[Photo-based referring expression data]

· · · ·

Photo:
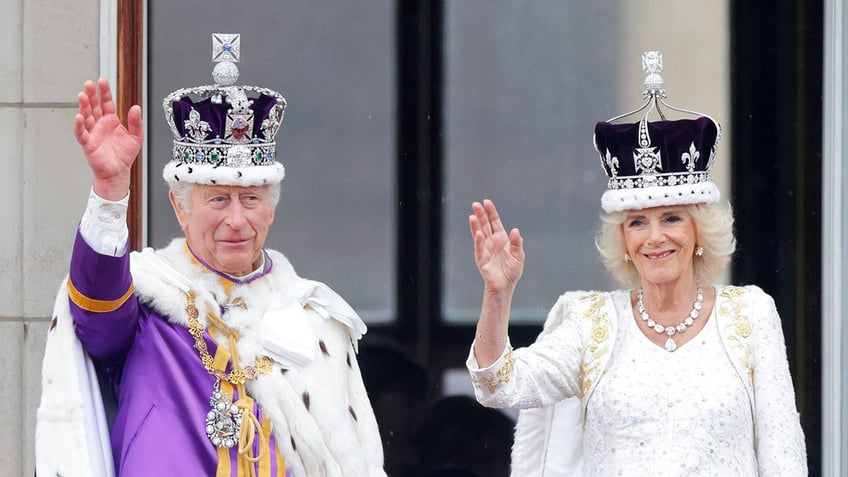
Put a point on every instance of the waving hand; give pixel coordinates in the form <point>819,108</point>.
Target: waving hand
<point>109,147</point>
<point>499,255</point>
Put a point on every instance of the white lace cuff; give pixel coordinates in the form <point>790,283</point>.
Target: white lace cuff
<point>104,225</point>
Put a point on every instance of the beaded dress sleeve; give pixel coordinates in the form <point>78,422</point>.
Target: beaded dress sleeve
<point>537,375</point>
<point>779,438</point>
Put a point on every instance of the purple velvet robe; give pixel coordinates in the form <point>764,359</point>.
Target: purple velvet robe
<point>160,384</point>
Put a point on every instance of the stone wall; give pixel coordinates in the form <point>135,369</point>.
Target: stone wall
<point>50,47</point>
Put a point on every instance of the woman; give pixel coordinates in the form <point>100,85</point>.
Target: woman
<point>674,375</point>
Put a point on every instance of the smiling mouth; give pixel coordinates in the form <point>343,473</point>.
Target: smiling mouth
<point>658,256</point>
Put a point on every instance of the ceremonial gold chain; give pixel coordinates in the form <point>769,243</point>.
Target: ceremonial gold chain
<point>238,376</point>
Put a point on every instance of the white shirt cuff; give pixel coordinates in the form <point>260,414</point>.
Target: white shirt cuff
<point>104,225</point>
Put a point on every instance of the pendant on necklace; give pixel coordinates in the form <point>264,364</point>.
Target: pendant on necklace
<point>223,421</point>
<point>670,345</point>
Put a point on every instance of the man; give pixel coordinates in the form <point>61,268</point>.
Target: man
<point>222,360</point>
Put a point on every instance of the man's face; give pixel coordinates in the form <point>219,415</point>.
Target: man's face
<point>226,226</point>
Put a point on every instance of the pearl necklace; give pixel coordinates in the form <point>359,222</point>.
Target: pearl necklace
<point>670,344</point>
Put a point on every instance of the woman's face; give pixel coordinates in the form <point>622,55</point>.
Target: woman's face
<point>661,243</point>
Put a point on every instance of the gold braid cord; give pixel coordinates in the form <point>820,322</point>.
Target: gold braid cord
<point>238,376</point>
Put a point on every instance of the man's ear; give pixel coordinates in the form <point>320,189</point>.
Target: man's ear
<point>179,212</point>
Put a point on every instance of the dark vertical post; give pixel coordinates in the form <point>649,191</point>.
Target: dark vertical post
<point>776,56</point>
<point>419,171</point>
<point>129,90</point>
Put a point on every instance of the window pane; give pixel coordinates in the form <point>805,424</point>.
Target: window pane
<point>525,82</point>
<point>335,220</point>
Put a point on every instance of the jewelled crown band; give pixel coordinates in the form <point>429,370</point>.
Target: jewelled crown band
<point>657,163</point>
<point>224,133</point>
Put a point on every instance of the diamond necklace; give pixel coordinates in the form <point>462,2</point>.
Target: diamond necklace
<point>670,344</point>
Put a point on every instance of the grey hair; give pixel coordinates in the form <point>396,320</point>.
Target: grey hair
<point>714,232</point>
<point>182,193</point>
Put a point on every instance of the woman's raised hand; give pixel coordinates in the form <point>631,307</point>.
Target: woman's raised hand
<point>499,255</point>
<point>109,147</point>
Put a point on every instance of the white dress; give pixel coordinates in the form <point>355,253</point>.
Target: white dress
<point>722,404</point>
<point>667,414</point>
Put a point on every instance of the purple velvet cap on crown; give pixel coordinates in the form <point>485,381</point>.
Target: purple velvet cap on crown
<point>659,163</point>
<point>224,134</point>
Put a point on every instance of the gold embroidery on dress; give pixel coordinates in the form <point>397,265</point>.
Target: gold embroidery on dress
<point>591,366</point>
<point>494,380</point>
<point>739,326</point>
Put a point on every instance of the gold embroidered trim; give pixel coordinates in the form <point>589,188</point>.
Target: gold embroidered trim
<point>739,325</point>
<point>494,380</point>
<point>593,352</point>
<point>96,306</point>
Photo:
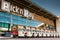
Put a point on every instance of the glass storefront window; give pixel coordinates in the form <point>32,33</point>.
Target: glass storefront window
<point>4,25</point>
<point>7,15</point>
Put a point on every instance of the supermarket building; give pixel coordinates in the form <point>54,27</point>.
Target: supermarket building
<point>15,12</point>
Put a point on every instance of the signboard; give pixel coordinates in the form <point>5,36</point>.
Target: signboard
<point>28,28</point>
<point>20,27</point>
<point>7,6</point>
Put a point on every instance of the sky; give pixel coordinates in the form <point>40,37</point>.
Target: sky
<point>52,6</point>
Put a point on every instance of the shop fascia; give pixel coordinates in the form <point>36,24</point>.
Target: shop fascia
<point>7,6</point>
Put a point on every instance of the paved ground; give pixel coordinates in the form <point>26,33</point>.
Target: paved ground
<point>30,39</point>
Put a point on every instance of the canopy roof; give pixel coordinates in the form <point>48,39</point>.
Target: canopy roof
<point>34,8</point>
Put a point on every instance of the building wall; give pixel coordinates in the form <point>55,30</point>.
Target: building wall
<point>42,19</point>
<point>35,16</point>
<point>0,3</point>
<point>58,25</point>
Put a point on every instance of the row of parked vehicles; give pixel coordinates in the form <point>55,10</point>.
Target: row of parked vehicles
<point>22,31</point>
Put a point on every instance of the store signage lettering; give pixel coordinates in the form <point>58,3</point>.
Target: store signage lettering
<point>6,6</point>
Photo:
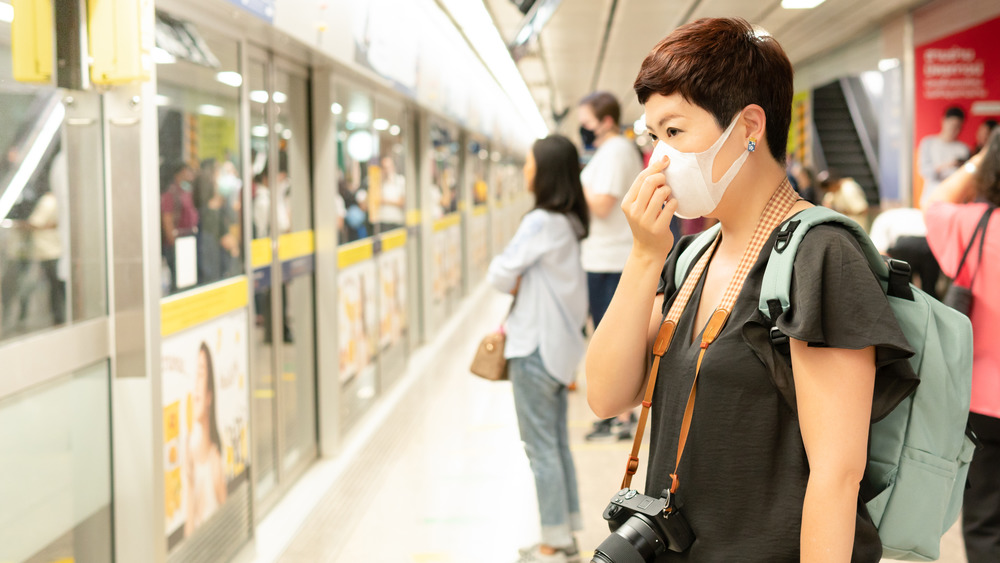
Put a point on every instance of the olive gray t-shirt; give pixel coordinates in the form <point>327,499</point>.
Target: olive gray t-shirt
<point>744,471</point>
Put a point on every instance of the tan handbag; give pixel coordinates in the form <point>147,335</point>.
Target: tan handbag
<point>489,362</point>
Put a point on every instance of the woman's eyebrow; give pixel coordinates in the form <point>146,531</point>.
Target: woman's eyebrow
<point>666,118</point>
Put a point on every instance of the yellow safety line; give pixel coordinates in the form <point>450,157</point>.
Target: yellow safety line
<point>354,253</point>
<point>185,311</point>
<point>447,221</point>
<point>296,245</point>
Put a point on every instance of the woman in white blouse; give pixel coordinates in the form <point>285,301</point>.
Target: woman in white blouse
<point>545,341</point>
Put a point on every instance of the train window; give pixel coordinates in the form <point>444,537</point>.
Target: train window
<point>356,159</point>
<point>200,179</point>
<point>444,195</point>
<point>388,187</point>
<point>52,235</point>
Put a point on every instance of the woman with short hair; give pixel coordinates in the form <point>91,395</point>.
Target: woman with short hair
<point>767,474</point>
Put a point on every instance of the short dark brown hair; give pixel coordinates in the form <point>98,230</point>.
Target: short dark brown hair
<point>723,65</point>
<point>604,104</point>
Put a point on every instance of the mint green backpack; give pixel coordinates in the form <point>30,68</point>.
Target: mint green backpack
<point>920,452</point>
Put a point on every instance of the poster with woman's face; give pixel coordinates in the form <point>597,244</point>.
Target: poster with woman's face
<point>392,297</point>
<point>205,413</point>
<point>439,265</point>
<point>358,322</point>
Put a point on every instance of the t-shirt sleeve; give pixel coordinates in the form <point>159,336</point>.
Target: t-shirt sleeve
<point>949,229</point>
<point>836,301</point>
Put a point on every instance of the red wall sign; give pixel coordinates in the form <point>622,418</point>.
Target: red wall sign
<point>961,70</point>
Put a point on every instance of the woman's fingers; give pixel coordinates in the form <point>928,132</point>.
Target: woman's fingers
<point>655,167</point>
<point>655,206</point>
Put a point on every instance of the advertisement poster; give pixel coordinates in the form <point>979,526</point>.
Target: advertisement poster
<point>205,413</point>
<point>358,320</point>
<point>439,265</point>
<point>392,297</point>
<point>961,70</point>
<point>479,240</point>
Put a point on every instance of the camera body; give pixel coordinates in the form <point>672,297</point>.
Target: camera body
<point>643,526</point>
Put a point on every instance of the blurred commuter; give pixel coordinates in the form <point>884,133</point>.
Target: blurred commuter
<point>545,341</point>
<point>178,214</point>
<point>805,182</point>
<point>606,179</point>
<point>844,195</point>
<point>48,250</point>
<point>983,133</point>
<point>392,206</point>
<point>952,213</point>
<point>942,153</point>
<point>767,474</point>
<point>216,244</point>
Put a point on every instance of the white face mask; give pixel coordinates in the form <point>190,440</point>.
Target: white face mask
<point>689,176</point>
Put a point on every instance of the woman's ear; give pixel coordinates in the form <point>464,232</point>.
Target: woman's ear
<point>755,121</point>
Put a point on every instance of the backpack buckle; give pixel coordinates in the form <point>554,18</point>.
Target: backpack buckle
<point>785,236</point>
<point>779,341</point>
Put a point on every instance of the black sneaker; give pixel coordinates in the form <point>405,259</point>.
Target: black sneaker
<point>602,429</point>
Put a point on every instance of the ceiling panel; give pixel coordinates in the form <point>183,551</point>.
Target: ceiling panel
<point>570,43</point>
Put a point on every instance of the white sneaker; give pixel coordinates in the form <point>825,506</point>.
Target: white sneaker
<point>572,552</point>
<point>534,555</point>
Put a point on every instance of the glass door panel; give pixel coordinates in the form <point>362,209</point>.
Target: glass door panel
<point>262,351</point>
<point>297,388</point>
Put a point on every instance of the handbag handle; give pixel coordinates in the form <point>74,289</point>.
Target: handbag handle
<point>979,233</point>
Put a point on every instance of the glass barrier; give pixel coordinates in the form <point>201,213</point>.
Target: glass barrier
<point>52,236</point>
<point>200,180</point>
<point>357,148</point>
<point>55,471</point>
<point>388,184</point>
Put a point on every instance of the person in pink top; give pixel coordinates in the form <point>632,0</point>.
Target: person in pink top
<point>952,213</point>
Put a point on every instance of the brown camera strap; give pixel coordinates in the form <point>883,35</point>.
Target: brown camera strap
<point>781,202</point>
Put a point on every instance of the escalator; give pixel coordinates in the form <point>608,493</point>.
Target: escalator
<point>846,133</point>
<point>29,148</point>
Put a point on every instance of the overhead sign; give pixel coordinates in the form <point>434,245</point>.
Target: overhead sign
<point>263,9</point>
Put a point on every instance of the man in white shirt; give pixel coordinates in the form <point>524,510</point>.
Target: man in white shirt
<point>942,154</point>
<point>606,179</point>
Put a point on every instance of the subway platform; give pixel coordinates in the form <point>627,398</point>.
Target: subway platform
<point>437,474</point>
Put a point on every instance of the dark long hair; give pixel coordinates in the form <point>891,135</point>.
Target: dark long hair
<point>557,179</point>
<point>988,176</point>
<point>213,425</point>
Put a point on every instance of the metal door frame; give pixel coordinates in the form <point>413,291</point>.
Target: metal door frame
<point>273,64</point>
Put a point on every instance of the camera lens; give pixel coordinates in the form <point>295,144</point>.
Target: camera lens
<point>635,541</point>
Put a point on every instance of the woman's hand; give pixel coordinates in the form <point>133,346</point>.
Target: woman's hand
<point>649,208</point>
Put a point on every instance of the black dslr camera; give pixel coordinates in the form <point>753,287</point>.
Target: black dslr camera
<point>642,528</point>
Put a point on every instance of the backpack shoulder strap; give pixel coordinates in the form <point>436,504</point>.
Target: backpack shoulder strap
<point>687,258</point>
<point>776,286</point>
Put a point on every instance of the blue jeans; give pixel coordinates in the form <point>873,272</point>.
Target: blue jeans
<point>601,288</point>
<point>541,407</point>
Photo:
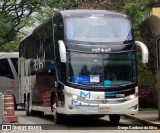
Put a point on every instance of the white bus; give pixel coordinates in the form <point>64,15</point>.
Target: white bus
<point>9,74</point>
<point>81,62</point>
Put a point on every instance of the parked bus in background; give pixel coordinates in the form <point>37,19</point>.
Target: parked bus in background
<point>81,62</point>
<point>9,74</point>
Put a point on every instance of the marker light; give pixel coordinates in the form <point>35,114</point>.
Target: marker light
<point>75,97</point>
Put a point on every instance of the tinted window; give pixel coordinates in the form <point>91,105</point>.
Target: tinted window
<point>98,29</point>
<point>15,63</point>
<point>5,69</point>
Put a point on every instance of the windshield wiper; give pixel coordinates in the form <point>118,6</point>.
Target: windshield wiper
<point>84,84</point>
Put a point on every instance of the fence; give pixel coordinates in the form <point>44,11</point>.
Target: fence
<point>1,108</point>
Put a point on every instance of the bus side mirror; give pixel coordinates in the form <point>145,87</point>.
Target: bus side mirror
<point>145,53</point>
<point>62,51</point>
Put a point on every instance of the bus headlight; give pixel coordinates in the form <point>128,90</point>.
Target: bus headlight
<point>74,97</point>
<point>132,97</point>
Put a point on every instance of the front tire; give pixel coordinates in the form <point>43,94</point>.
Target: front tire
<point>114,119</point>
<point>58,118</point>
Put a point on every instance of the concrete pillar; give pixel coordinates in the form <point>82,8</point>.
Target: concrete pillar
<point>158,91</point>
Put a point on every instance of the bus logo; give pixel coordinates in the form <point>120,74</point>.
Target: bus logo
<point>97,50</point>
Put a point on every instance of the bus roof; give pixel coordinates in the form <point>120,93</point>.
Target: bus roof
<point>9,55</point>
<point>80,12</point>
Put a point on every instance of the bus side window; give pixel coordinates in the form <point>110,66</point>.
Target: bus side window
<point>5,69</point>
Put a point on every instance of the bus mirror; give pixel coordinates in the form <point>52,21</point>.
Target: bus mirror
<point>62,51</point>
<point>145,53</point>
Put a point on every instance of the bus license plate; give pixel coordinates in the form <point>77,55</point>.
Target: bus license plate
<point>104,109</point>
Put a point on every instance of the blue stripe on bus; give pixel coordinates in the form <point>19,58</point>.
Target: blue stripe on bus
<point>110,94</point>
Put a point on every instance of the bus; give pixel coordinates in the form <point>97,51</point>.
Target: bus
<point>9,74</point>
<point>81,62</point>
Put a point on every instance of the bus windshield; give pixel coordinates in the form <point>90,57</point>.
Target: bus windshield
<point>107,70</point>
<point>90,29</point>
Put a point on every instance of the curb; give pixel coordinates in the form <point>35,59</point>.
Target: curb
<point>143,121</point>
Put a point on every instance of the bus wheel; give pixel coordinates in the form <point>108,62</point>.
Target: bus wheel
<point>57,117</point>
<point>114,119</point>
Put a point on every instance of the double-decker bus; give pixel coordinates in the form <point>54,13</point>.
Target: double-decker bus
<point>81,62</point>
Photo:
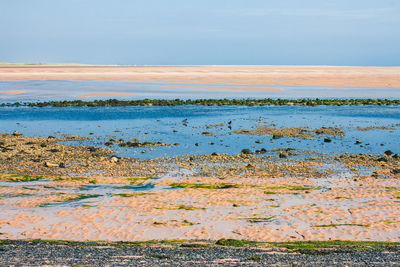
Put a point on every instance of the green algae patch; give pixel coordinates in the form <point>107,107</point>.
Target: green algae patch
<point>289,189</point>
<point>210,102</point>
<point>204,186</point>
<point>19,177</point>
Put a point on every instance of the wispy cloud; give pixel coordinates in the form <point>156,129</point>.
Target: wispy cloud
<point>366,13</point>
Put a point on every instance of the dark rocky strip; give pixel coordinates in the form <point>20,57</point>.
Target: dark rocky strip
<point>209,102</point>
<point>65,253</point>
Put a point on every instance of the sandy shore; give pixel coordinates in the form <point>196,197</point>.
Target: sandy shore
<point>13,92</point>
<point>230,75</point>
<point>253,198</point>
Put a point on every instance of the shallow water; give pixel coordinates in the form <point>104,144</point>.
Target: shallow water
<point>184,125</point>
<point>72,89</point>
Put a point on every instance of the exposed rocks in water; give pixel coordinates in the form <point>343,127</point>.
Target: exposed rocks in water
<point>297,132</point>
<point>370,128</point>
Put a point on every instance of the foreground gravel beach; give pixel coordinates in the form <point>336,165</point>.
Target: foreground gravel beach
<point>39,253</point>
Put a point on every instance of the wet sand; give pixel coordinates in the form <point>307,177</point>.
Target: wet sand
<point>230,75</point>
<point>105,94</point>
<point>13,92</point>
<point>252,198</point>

· · · ·

From the first line of the entries down to the line with "Put a point on every instance of the white shirt", print each line exactly; omit any picture.

Photo:
Put a point on every instance of the waving hand; give pixel coordinates in the form <point>819,108</point>.
Target: waving hand
<point>109,147</point>
<point>499,255</point>
Put a point on every instance of the white lace cuff; give pixel coordinates in the form <point>790,283</point>.
Target: white lace cuff
<point>104,225</point>
Put a point on every instance of the beaded dress sleeve; give pixel coordinates in the form <point>78,422</point>.
Target: beaded dress sleeve
<point>537,375</point>
<point>779,438</point>
Put a point on every instance of the purple velvet robe; give pixel coordinates in the form <point>764,359</point>.
Target: purple velvet robe
<point>160,384</point>
Put a point on every instance of the stone wall; give pixel coordinates in the form <point>135,369</point>.
Target: stone wall
<point>50,47</point>
Put a point on every instance of the woman; give pixel coordinates in the form <point>100,85</point>.
Target: woman
<point>674,375</point>
Put a point on every instance of the smiling mouth; give pixel coordinates in the form <point>343,473</point>.
Target: smiling mouth
<point>658,256</point>
Put a point on every instance of the ceremonial gold chain; give pixel coordinates in the form <point>769,243</point>.
Target: ceremonial gold chain
<point>238,376</point>
Put a point on every instance of the white shirt cuff; give pixel coordinates in the form <point>260,414</point>.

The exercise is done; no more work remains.